*** Begin section ***

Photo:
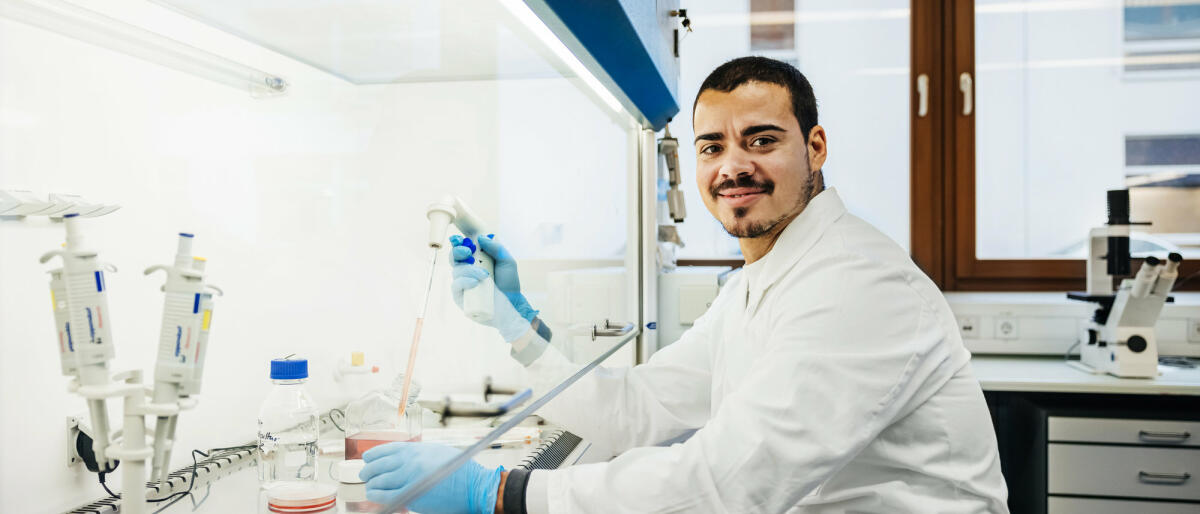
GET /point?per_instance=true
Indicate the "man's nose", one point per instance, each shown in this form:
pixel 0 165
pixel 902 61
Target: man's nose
pixel 737 163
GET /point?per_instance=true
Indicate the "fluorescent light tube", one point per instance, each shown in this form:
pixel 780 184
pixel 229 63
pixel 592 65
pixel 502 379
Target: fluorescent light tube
pixel 529 19
pixel 90 27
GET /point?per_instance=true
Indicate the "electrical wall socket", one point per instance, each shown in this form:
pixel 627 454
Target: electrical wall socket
pixel 1007 327
pixel 1049 323
pixel 969 326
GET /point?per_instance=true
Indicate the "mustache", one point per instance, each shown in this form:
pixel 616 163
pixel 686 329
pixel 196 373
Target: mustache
pixel 767 186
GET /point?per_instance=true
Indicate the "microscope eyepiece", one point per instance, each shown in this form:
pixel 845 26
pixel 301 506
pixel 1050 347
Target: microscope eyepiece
pixel 1119 207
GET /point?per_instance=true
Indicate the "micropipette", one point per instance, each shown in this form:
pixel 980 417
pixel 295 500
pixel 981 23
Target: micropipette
pixel 477 302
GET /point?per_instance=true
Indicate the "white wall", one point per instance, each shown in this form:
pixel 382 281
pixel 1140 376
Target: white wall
pixel 857 60
pixel 310 209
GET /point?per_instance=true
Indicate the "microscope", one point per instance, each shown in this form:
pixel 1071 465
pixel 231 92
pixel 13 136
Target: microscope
pixel 1120 338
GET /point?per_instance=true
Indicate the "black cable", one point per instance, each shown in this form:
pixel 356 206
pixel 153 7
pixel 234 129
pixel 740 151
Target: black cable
pixel 180 495
pixel 106 486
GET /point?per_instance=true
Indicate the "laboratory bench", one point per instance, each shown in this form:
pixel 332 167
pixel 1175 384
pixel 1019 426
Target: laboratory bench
pixel 1069 442
pixel 1077 442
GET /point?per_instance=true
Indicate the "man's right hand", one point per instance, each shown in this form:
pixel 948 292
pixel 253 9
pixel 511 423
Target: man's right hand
pixel 513 314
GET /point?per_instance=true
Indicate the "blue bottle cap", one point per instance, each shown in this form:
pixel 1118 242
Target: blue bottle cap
pixel 289 369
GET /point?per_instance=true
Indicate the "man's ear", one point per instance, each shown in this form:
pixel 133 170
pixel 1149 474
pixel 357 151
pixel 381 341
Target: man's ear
pixel 817 148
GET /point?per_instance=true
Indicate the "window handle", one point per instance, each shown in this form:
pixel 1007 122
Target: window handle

*** End section ***

• About this task: The answer must consist solely of the lines from the first line of the records through the line containing "pixel 502 379", reproduced exactly and without the pictures.

• Output of the exercise:
Photo:
GET /point?per_instance=true
Indicate the "man's nose", one point per instance, each shown in this form:
pixel 0 165
pixel 902 61
Target: man's nose
pixel 737 163
GET /point?per_instance=true
Indicate the "fluorescent light tube", one point per instance, each shown in this form:
pixel 780 184
pixel 229 63
pixel 592 65
pixel 502 379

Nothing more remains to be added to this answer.